SET PROBLEM - Format the lines below as a Markdown table with the columns Row and Line. Number each line in order and leave out any blank lines.
[START OF GIVEN INFORMATION]
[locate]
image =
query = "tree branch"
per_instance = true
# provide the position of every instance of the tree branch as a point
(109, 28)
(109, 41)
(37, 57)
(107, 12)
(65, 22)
[END OF GIVEN INFORMATION]
EXERCISE ANSWER -
| Row | Line |
|---|---|
| 1 | [locate] |
| 2 | image = |
| 3 | query = "tree branch" |
| 4 | per_instance = true |
| 5 | # provide the position of every instance of the tree branch as a point |
| 6 | (109, 28) |
| 7 | (109, 41) |
| 8 | (37, 57) |
| 9 | (107, 12) |
| 10 | (65, 22) |